** Required work **
Reproduce the records from the start through the line containing "41], [137, 125]]", substituting "JSON list" for every occurrence of "JSON array" and leaving all else unchanged.

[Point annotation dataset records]
## start

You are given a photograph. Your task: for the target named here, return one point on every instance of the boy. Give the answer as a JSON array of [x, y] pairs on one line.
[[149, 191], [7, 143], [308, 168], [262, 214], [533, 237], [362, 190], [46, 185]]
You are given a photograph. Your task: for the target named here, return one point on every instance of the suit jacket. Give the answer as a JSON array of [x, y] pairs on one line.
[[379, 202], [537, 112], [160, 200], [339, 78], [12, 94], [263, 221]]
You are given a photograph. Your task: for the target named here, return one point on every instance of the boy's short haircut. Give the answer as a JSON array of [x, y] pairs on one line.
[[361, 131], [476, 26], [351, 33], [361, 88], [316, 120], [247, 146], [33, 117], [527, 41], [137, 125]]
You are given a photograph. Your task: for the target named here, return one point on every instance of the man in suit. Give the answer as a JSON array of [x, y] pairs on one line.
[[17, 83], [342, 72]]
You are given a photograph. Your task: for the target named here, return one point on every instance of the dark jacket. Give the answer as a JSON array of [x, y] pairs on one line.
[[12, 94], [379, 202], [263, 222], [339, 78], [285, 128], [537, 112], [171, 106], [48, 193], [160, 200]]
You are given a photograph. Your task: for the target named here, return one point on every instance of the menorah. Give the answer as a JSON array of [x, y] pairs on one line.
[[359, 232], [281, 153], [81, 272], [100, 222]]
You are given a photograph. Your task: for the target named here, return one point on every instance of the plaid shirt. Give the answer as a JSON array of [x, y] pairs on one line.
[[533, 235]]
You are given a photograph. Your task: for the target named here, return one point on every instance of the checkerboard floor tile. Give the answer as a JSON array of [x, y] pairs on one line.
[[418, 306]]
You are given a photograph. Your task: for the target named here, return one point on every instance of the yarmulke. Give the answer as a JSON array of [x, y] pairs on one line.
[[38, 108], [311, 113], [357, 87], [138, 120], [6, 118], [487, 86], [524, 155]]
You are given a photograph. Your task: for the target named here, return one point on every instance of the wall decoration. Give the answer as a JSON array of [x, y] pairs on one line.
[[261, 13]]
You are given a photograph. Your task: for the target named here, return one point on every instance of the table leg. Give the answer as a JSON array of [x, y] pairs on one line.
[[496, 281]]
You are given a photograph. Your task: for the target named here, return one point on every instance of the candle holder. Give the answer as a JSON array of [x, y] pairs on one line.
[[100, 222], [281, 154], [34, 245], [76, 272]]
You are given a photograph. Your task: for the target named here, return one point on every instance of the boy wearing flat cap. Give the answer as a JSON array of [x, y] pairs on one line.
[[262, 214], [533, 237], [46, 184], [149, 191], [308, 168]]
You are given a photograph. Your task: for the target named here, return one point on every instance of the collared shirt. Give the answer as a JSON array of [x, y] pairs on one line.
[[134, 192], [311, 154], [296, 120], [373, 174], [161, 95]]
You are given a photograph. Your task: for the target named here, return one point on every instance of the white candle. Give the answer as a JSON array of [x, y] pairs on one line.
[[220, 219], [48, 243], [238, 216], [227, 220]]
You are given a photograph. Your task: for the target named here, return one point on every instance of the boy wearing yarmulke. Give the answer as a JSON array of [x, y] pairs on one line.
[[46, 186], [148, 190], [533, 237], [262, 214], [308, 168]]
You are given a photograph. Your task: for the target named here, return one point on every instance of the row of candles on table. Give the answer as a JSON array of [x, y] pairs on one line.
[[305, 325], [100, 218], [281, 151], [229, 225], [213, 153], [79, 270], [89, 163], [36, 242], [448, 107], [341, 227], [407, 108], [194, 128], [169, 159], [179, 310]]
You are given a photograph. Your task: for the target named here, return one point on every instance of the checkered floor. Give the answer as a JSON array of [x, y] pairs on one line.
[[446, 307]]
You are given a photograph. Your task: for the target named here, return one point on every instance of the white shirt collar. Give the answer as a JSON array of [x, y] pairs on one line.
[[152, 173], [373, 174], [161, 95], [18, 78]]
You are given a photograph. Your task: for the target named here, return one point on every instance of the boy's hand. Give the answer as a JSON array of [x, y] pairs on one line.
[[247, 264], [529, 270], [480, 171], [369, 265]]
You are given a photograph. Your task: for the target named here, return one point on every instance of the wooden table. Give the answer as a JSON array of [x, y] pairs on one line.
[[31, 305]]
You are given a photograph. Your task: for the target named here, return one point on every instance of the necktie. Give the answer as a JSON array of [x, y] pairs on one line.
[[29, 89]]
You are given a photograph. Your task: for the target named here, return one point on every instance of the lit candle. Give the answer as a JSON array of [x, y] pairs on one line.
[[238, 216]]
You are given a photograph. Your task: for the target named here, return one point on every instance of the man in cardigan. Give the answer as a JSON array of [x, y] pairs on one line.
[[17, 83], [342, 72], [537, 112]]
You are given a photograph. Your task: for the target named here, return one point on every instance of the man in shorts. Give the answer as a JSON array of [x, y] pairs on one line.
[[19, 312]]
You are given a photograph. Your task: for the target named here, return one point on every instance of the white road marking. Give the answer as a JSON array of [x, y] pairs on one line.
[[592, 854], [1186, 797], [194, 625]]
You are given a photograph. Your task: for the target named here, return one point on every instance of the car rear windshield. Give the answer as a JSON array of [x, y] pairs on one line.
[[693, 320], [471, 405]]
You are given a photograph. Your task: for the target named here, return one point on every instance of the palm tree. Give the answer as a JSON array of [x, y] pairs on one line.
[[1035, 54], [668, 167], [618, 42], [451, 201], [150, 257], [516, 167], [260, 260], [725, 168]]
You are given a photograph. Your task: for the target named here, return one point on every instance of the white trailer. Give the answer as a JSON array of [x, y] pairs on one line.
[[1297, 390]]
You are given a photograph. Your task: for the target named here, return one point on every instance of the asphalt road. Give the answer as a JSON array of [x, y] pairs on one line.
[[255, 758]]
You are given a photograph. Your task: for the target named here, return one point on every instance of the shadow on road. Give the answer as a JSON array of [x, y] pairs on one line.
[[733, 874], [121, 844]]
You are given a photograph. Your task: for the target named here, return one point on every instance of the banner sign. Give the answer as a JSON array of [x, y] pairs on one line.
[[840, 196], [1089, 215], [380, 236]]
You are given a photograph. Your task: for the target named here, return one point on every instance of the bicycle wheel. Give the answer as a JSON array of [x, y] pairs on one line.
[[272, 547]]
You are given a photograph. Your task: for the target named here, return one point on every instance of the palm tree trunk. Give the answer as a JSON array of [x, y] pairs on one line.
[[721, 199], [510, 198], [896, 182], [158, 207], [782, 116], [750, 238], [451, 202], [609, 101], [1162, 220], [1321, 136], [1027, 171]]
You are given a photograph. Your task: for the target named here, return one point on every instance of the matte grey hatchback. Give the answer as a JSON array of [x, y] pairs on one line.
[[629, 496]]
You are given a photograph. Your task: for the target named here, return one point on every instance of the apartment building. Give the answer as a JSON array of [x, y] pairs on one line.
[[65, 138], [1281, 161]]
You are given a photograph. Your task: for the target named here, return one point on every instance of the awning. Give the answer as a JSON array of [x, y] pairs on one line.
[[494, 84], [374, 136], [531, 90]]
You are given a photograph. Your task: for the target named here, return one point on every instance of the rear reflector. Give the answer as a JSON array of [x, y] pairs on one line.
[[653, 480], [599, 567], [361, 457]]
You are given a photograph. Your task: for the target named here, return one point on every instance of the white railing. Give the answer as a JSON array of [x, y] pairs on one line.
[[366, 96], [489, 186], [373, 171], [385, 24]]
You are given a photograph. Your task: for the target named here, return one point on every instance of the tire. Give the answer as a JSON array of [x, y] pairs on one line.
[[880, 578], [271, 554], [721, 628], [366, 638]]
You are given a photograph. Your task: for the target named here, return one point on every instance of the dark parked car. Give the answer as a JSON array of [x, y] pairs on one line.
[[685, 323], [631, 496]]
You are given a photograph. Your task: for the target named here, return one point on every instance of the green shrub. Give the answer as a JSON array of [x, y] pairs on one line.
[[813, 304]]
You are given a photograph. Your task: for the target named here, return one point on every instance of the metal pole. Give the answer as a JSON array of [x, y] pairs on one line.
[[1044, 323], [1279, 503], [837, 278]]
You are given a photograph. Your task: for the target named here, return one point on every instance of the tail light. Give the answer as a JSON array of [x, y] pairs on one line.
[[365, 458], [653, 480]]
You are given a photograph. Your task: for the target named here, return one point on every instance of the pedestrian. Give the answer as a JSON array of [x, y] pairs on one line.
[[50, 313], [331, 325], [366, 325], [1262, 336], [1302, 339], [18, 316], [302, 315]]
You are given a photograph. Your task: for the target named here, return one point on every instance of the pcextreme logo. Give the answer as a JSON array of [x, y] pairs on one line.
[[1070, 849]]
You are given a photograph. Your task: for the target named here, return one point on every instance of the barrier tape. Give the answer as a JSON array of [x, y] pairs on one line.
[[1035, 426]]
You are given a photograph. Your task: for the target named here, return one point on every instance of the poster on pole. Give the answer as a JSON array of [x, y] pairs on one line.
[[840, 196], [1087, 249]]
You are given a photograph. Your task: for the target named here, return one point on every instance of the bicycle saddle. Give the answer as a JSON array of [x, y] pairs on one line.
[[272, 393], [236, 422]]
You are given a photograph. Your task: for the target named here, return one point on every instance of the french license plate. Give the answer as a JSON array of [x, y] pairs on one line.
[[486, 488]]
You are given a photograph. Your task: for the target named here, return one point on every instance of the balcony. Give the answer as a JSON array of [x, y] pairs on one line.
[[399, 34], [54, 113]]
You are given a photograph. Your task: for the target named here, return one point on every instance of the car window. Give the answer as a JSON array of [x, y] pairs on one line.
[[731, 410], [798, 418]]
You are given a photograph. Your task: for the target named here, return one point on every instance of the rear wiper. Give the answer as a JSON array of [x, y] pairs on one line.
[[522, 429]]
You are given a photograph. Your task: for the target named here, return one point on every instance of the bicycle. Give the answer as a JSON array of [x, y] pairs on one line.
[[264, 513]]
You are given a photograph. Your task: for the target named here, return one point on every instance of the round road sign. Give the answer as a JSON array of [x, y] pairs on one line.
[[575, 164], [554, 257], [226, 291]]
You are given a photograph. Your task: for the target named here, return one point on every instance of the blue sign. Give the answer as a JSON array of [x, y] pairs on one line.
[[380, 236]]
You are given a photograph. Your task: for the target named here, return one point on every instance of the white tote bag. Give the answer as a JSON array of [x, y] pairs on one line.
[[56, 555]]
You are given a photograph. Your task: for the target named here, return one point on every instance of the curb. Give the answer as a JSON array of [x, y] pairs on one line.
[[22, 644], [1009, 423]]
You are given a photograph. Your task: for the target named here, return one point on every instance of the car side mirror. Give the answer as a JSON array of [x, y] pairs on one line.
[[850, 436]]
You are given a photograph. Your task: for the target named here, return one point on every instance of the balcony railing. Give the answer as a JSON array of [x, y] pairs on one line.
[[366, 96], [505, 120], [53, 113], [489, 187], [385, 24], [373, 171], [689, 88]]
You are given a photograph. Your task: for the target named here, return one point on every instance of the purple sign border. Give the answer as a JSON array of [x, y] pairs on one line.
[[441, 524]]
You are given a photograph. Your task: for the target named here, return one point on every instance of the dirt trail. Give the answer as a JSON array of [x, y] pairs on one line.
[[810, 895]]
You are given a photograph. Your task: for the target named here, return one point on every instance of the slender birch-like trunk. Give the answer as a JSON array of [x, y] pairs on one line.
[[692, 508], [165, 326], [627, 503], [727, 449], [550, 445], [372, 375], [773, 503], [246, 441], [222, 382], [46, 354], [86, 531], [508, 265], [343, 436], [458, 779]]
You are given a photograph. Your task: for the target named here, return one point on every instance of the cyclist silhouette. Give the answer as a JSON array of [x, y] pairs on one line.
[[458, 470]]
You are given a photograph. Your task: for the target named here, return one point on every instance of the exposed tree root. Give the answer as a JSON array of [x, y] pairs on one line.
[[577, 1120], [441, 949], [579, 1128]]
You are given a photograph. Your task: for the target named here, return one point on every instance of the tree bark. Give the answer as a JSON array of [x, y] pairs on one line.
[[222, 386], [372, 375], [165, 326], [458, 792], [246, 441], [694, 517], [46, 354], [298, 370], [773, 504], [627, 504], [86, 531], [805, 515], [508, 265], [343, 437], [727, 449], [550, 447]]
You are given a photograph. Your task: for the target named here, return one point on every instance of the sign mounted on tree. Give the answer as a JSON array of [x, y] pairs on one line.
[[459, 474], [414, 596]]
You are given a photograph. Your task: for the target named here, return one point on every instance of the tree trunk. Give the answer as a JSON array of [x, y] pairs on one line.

## end

** Output for this exercise **
You are given a photograph. Your task: for the target named here, return one point on every instance of the boy. Give the answer as a JSON list of [x, y] pairs on one line.
[[149, 191], [7, 143], [308, 168], [262, 214], [533, 237], [362, 190], [46, 185]]
You are given a photograph. Your task: for the target named here, return one point on every instance of the suit jacket. Give the answer as a JSON list of [x, y] pairs on one line.
[[379, 202], [537, 112], [160, 200], [339, 78], [12, 94], [263, 221]]
You are given a photograph. Your task: for the target named here, return one point on every instance of the boy's short haircut. Give the answer as a JSON list of [x, y] pairs on one line.
[[361, 131], [476, 26], [351, 33], [361, 88], [316, 120], [247, 146], [33, 117], [527, 41], [137, 125]]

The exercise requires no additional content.